### Что нужно сделать
1. Соответствуют ли отрывку о Лермонтове утверждения (а) «Центральные идеи поэзии Лермонтова, по словам автора, определяются уже в 1830 году», (б) «Число прямых словесных заимствований у Лермонтова в это время выросло» и (в) «Автор считает бесспорной параллель между сценой вызова на дуэль и эпизодом повести „Испытание“»? Для каждого ответьте «да» или «нет» и приведите решающие слова отрывка дословно.
2. Пожалуйста, выведите без изменений фрагмент отрывка о Лермонтове: он открывается словами «Поэт меньше ищет» и заканчивается словами «оказывается довольно устойчивым.».
3. Напишите, что следует дальше в отрывке о Лермонтове, начиная сразу после его последнего предложения.

Стремясь уточнить то, что Белинский определил как «лермонтовский элемент», современный исследователь говорит «об идеях личности и свободы, которые утверждает поэт как самые высокие ценности и критерии. Лермонтов нашел для этих идей, существовавших и до него, особый аспект и воплотил их со страстью, своеобразием и полнотой. Творчество Лермонтова, несущее эти идеи, способствовало обострению критического сознания его современников и было целиком направлено против бесчеловечности, рабства и духовной косности». И можно без преувеличения сказать, что как центральные для поэзии Лермонтова идеи, так и особый путь их претворения в жизнь и общая направленность творчества — все это не только намечается, но уже определяется в 1830 году. И стремление к свободе как для себя, так и для всех людей, страстная и неуклонная борьба за свою личность и постоянные столкновения с обществом, в котором живет поэт и которое его не понимает или ненавидит, даже конфликт с любимой девушкой, горячий протест против лжи, лицемерия, несправедливости, сознание своей высокой миссии и трагической обреченности, жгучий интерес к судьбам родной страны, обостренное чувство истории — все это есть в произведениях 1830 года, и в стихотворениях, и в драмах, и в поэмах. Средства выражения, которыми к этому времени овладевает поэт (особенно в лирике), достигают уже большой энергии и впечатляющей силы; недостаток зрелости больше даст себя знать в поэмах и драмах.

Поэт меньше ищет опоры в произведениях других авторов, и они не так владеют его памятью, как год или два тому назад: число прямых словесных заимствований резко сократилось. Но круг литературных интересов, симпатий, пристрастий Лермонтова — насколько о них позволяют судить данные его творчества — оказывается довольно устойчивым.

Из русских писателей, привлекавших внимание Лермонтова в недавнем прошлом, продолжают вызывать в нем те или иные отголоски или по-прежнему оставаться созвучными ему в том или ином отношении Тютчев, Пушкин, Марлинский, Рылеев; прибавляется еще улавливаемый некоторыми исследователями мимолетный отголосок «Горя от ума» (из последнего монолога Чацкого) в драме «Люди и страсти», и тем самым в комментарии к Лермонтову входит еще новое имя — Грибоедов. Отголосок Тютчева — наиболее мимолетный и неясный: в новом стихотворении Лермонтова, посвященном наполеоновской теме («Наполеон» — «В неверный час, меж днем и темнотой…»), так же как и в стихотворении предыдущего года «Наполеон», проходит образ тени, появляющейся у могилы.

Далее в обеих драмах 1830 года — и в стихотворной и в прозаической — историки литературы усматривали влияние Марлинского — как в общей риторической патетике речей их положительных персонажей, так и в сцепе вызова Юрием Заруцкого на дуэль, якобы находящей себе параллель в таком же эпизоде повести Марлинского «Испытание». Последнее указание сомнительно по той причине, что подобные эпизоды являлись частыми и в драматургии и в беллетристике эпохи и что в аналогичных по расстановке персонажей сценах лермонтовской драмы и повести Марлинского нет таких исключительных особенностей, которые заставляли бы предполагать здесь прямую преемственную связь. Что же касается возможности воздействия стиля Марлинского на стиль речей в драмах его младшего современника, то она отнюдь не исключается, если принять во внимание, что негодующий пафос речей действующих лиц обоих авторов направлен против окружающей действительности, которая у них у обоих будила протест, особенно гневный и резкий у Лермонтова.

### Показанные записи

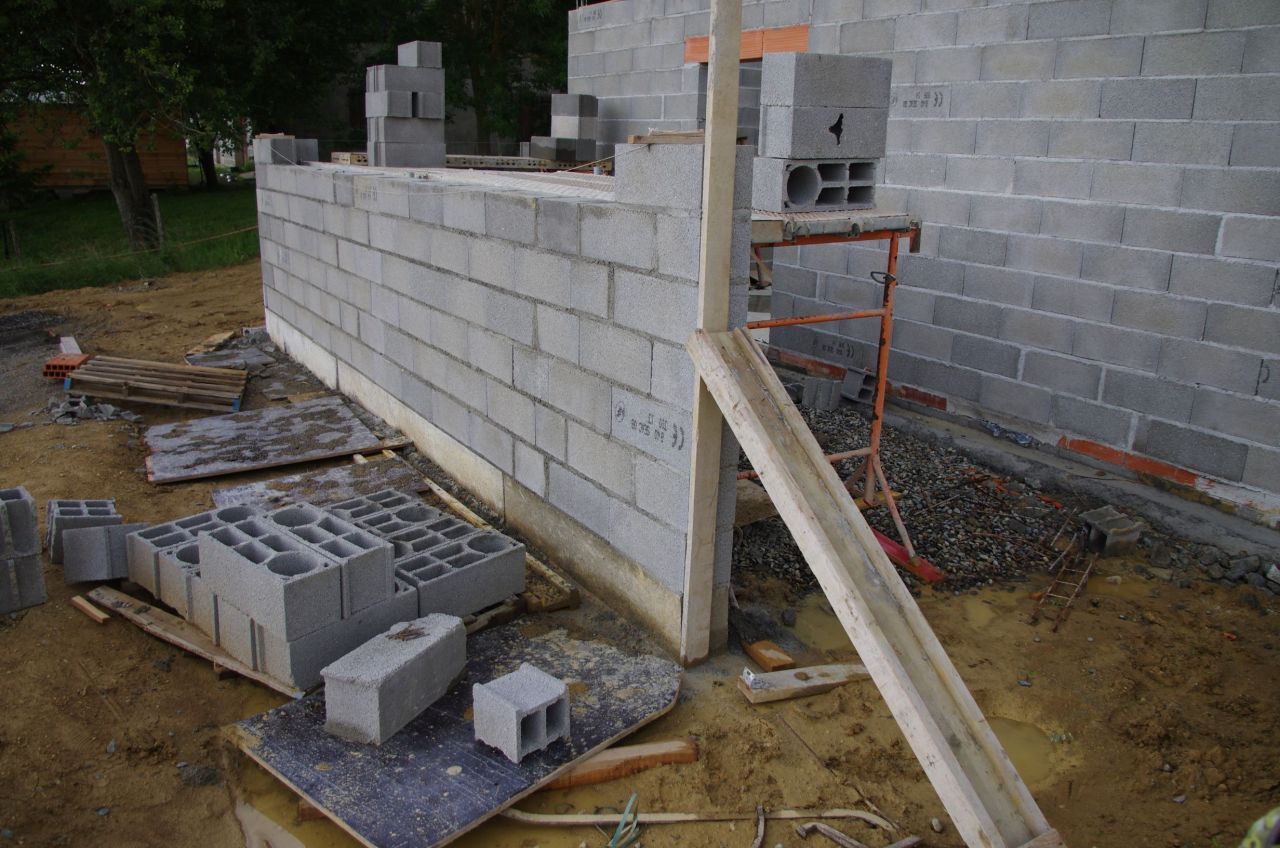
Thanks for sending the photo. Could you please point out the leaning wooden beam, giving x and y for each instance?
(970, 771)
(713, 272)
==
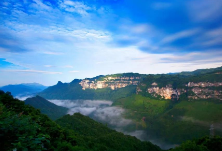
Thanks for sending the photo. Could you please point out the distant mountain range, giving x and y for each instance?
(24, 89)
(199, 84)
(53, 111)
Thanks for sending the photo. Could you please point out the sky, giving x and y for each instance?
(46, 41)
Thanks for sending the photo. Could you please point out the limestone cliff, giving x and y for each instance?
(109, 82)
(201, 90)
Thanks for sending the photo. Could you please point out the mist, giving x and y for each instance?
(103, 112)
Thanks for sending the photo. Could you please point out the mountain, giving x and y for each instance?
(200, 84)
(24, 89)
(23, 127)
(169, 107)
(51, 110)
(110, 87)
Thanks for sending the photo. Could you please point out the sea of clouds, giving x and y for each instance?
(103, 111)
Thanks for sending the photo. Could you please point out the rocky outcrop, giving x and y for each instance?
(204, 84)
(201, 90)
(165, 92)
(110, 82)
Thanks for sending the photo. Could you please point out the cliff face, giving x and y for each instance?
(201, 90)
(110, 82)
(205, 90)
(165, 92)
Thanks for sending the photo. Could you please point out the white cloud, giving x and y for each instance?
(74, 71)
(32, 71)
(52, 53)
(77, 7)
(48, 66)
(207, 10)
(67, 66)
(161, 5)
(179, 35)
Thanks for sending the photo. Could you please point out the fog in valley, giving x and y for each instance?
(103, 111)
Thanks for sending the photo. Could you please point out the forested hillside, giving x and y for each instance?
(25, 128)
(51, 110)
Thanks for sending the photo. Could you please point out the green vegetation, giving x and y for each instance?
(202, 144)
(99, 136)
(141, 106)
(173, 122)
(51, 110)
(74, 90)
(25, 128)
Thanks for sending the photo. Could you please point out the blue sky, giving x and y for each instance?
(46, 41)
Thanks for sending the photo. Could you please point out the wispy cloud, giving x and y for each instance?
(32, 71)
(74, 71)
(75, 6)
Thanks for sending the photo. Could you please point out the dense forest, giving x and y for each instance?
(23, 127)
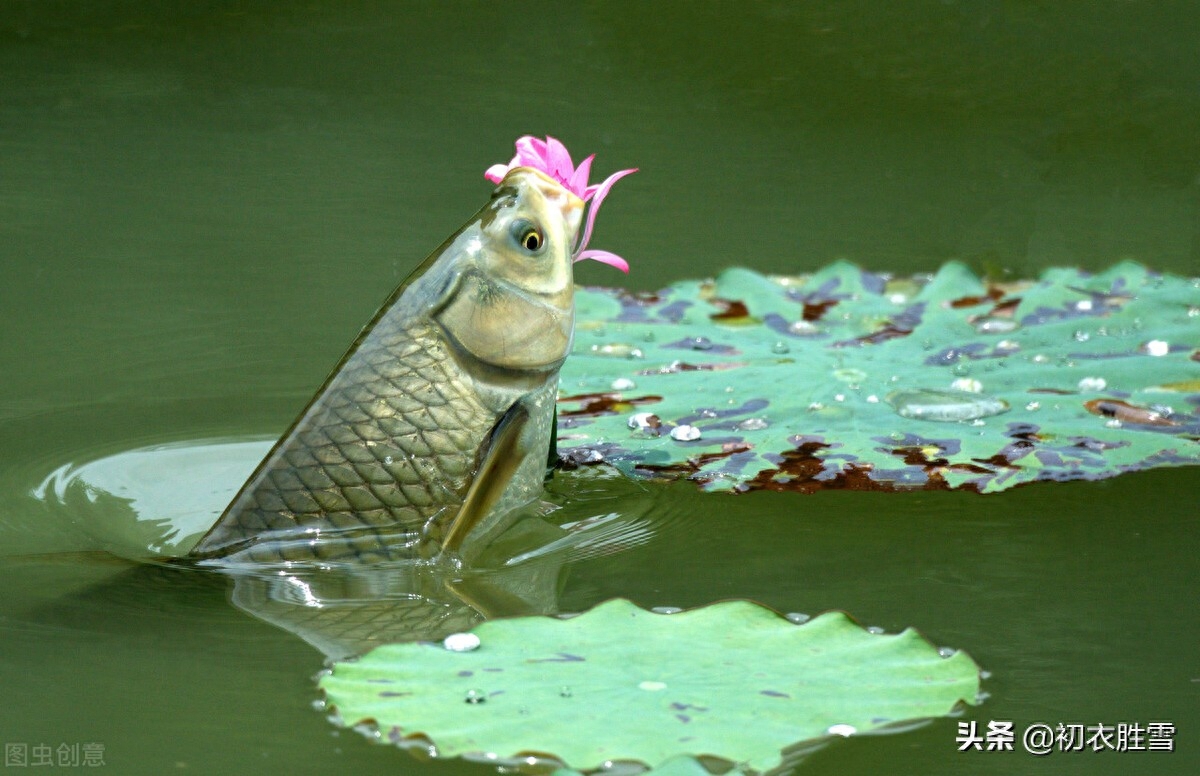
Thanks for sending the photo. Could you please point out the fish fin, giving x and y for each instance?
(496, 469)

### Ответы по заданиям
1.
(а) Да: «все это не только намечается, но уже определяется в 1830 году».
(б) Нет: «число прямых словесных заимствований резко сократилось».
(в) Нет: «Последнее указание сомнительно».

2.
Поэт меньше ищет опоры в произведениях других авторов, и они не так владеют его памятью, как год или два тому назад: число прямых словесных заимствований резко сократилось. Но круг литературных интересов, симпатий, пристрастий Лермонтова — насколько о них позволяют судить данные его творчества — оказывается довольно устойчивым.

3.
По связям с прогрессивной идейной традицией недавнего прошлого особый интерес среди лермонтовских произведений 1830 года вызывает поэма «Последний сын вольности». Это последняя по времени в русской литературе попытка обработать предание о новгородце Вадиме Храбром, о котором под 863 годом и в связи с неудачным восстанием новгородцев против их правителя варяжского князя Рюрика скупо упоминает летопись. Именно полное отсутствие подробностей, вообще — конкретных фактических данных, кроме скупого сообщения летописца о том, что новгородцы были недовольны правлением Рюрика, не хотели быть его рабами и что Рюрик убил Вадима и «многих новгородцев, советников его», оставляло широкий простор для фантазии писателей, обращавшихся к этому сюжету начиная с XVIII века.

Екатерина II, написавшая «историческое представление из жизни Рюрика», вывела Вадима противником варяжского князя в борьбе за власть и, в противоречии даже со скудными фактами из летописи, завершила конфликт благополучным концом, заставив Рюрика, изображенного просвещенным монархом, великодушно простить соперника, который после этого преисполняется чувств благодарности и преданности. Тем самым — и, разумеется, нисколько не случайно — была упразднена тема борьбы за свободу. И именно эта тема явилась определяющей в трагедии Княжнина «Вадим Новгородский», сожженной но приказанию Екатерины. Вадим показан в ней борцом за свободу, носителем республиканской идеи, предводителем восстания, которое заканчивается неудачно. Финал трагедии также представляет отступление от летописного рассказа: герой закалывается сам после того, как народ, призванный Рюриком в судьи между ним и Вадимом, умоляет варяжского князя править по-прежнему.

Уже в XIX веке — в 1803 году — Жуковский публикует начало повести в прозе «Вадим Новгородский», оставшееся без продолжения. Повесть эта всецело проникнута духом сентиментализма, оба действующих лица — юноша Вадим и старец Гостомысл — произносят чувствительные тирады и проливают слезы, но и здесь присутствует мотив скорби по утраченной свободе и былой славе родины, завоеванной чужеземцами.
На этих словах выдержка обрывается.